*** Opening of TASK INPUTS ***
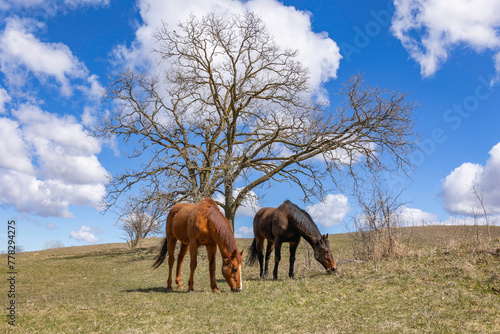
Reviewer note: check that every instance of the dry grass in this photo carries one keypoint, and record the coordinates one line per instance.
(441, 284)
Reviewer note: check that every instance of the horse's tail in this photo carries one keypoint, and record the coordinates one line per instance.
(252, 253)
(161, 255)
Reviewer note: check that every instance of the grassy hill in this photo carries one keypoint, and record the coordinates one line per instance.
(444, 282)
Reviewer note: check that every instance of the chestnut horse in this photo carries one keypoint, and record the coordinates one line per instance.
(194, 226)
(287, 223)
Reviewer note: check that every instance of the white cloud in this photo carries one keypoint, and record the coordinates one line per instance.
(457, 193)
(431, 29)
(291, 28)
(4, 99)
(48, 163)
(330, 211)
(416, 217)
(244, 232)
(85, 233)
(248, 207)
(22, 53)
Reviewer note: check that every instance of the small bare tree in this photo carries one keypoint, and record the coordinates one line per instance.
(139, 224)
(377, 234)
(480, 197)
(228, 110)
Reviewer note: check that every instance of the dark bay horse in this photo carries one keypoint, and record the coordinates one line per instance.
(287, 223)
(196, 225)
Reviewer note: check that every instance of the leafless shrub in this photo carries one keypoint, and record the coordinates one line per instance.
(52, 244)
(377, 229)
(138, 225)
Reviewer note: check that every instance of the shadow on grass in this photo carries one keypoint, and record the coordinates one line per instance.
(155, 290)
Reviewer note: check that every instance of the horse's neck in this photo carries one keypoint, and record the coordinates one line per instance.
(312, 240)
(222, 237)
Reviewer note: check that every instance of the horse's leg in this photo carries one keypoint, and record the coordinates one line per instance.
(293, 250)
(269, 250)
(193, 253)
(171, 259)
(180, 259)
(277, 257)
(211, 252)
(260, 250)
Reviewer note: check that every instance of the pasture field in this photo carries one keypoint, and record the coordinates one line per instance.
(446, 282)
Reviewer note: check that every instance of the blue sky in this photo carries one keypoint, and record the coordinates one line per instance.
(55, 56)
*** Close of TASK INPUTS ***
| WORK REQUEST |
Keep the pictures out of the copy and write out the data exactly as it stands.

| THE COMPLETED TASK |
Reviewer note: check that every instance of the dry grass in this photo carries one keypoint, and record the coordinates one line per instance.
(441, 284)
Reviewer note: check that every instance of the horse's tail in this photo carries one keypoint, and record the coordinates one line per instance.
(252, 253)
(161, 255)
Reviewer note: check that every instance of the grassy hill in this photo carries one keypoint, and record the coordinates one line per instance.
(444, 282)
Reviewer note: check that every instance of the chestnut horse in this photo carries one keypoint, and record the coordinates one line per instance.
(194, 226)
(287, 223)
Reviewer note: check that every instance of the white cloud in this photo carries one keypoint, and record the coordinates one line per instance.
(457, 193)
(431, 29)
(291, 28)
(4, 99)
(48, 163)
(330, 211)
(416, 217)
(244, 232)
(85, 233)
(248, 207)
(22, 53)
Reviewer note: check that every instance of the small bare tree in this photo carries one keypoint, and record the coordinates one line per instance.
(139, 224)
(377, 234)
(480, 197)
(228, 110)
Reviewer note: check that every instance of the dark bay horse in this photo carries one keypoint, and record the coordinates one line per instance.
(287, 223)
(196, 225)
Reviewer note: check that every instance of the leafless shrub in this photo carries one keypoint, and record the coordinates one line per instance.
(52, 244)
(377, 229)
(138, 225)
Reviewer note: check that every instance of the shadow on grass in this photo carries one keypoint, and record the coordinates one line per instance.
(155, 290)
Reviewer note: check that every instance of the horse's neck in this photo carries one keypoint, and record the coordinates one line per instance.
(312, 240)
(222, 237)
Reviewer note: check that every instance of the horse's leg in this photo carries one keypoint, and record the coordinates one line per instance.
(293, 250)
(269, 250)
(193, 253)
(171, 259)
(180, 259)
(277, 257)
(211, 252)
(260, 250)
Reviewer note: check that every instance of the pasture field in this photo carries one keypoint, and record the coordinates one line per instance.
(446, 282)
Reviewer note: check that every instance of the blue sky in this photo carries one keypoint, and record the coordinates one line per instance.
(55, 56)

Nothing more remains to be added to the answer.